Let’s look at Populations and Samples.
We mentioned them briefly during the what section.
A group of individuals about which we wanna make a general statement is known as a population.
In order to do that, it is typically impractical to look at the whole population, so we take a small group.
A group of individuals that are selected from a population is known as a sample.
The sample is then used to make generalizations about the population.
For example, suppose we collect a sample of a hundred students from a particular university
and we find their grade point average and we look up the high school they attended
with, in an effort to determine how the high school that they attended affects their performance in college.
The questions we wanna answer are: What are the who and the what of the study?
What are the population and sample here?
The who. The who are the individuals that we sample,
the individuals on whom we are collecting information.
In this study, the 100 students are the individuals on which the data were collected.
The data are the GPA and the high school.
The what. We’ve briefly mentioned that already.
We’ve mentioned the GPA and the high school the student attended, these are the what.
What’s the population? Well, who are we trying to make general statements about?
The students at this university. That’s our population, all the students at this university.
The sample. The sample is the hundred students that we chose.
We have several different types of variables.
One is an identifier variable and this is a variable for which each individual receives a unique value.
They can be useful but not so much for analysis. Examples include student IDs and social security numbers.
Categorical variables are variables that tell a group or category to which an individual belongs.
Gender, political party, and age group are all categorical variables.
A quantitative variable is a variable that contains numerical values with measurement units
or which have a meaningful numerical value.
Speed, age, and weight are examples of quantitative variables.
All right, so back to the GPA and high school example.
Suppose that for a group of high school students,
we measure their GPAs as well as the high school that they’re attending.
What are the variables in this study and which type of variable is each one?
Well, the variables, high school and GPA. Those are the things that we’re measuring.
Grade point average, this is a quantitative variable
because the value of the GPA has a meaningful numerical quantity.
The high school is a categorical variable.
It classifies the student based on which high school they attended.
This is a categorical variable because it’s putting students into categories.
Now, how do we summarize categorical data? Well, let’s look at how we do it graphically and tabularly.
We can do it by way of a frequency table which is simply a listing of each category
and how many times it occurs on the sample.
The bar chart shows counts for each category next to each other
and the count is represented by the height of the bar.
The bar chart can also be used to represent the relative frequency of each category.
The relative frequency is the percentage of the time that the category occurs in the sample.
Again, the relative frequency, the percentage of the time the category occurs in the sample.
We can also use a pie chart which shows the relative frequency of each category
as a proportional slice of a circle.
Before using any of these displays,
we need to be careful and make sure that the variable that we're representing is, in fact, categorical.
If it’s not then these displays are meaningless.
Let’s talk about some of these displays. Let’s look at our university example.
We have 14 from high school A, 16 from high school B, 20 from high school C, 20 from high school D,
13 from high school E, and 17 from high school F.

◆ THE PROBLEM ◆
Can you carry on the lecture about populations, samples, and variables, picking up right after its final sentence?

◆ GIVEN INFORMATION ◆

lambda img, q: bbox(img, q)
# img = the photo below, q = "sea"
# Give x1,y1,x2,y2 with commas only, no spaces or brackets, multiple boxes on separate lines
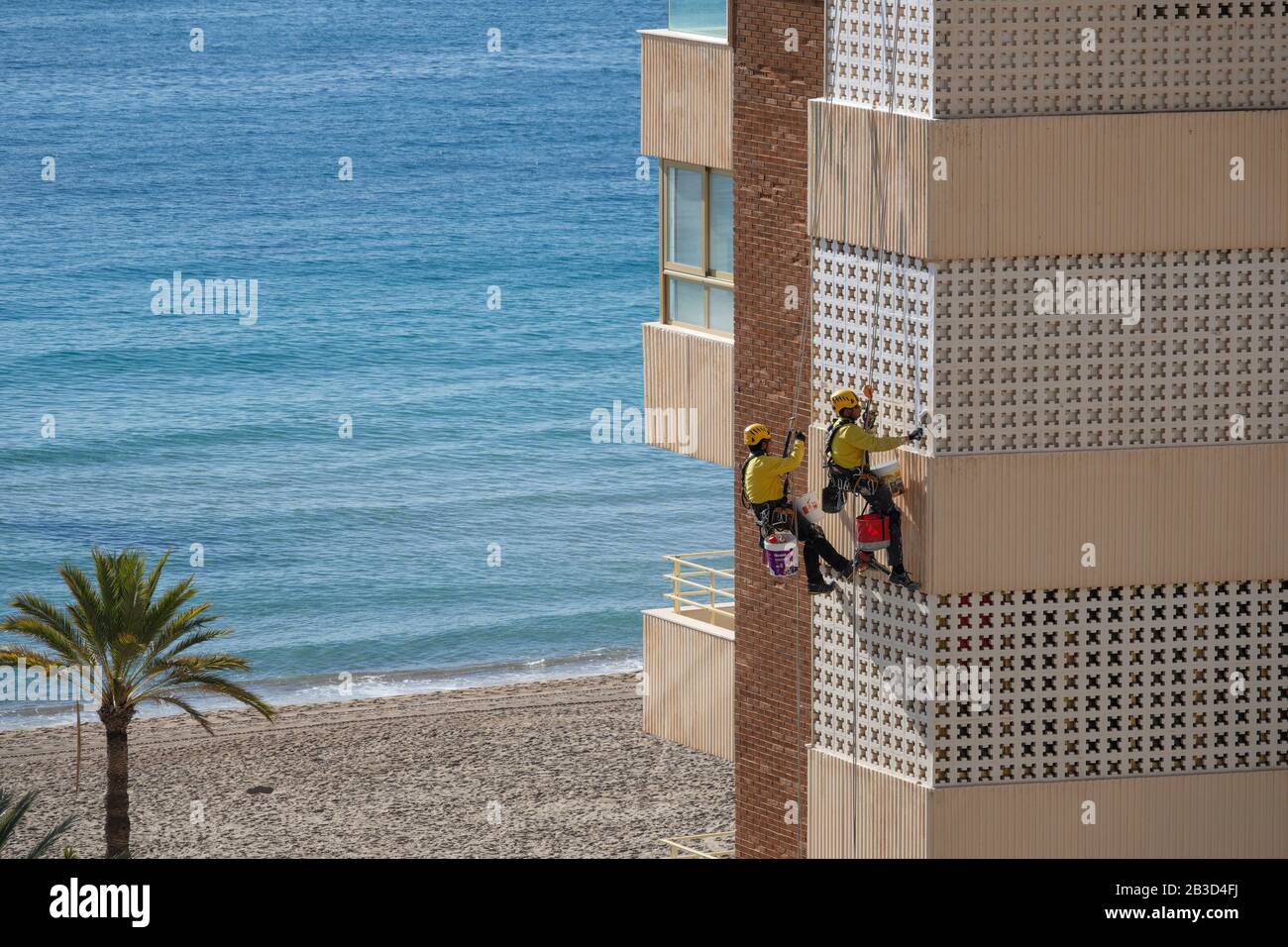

◆ EXERCISE OUTPUT ◆
What we’re gonna do is we're gonna make a frequency table, a bar chart, a relative frequency bar chart,
a frequency bar chart, and a pie chart to describe the distribution of the high schools among our sample.
Here’s the frequency table. Across the top you see all the categories High School A, B, C, D, E, and F.
We have the frequencies 14, 16, 20, 20, 13, and 17
and the corresponding relative frequencies 0.14, 0.16, 0.2, 0.2, 0.13, and 0.17.
What we see is we basically made a frequency table and a relative frequency table at the same time.
Now, what about the bar chart?
Here’s the frequency bar chart with high school 1, 2, 3, 4, 5, and 6 as the labels.
One corresponding to A, two corresponding to B, six corresponding to F.
Note that the height of each bar corresponds to the number of times that each high school appears on the sample.
The height of the first bar goes up to 14 because that’s how many students came from high school A.
The height of the second bar goes up to 16 because that’s how many students came from High School B, and so on.
We can also look at the relative frequency bar chart
which looks exactly the same as the frequency bar chart except for, if you look at the y-axis,
now the relative frequencies are going down the side as opposed to the actual frequencies.
Here’s the pie chart of the high schools in our sample
and what we see is that each high school corresponds to a different color
and the size of the slice corresponding to each high school
is representative of the relative frequency of that high school in our sample.
Those are some examples of how we can summarize categorical data graphically.
There are some things that can make a chart bad.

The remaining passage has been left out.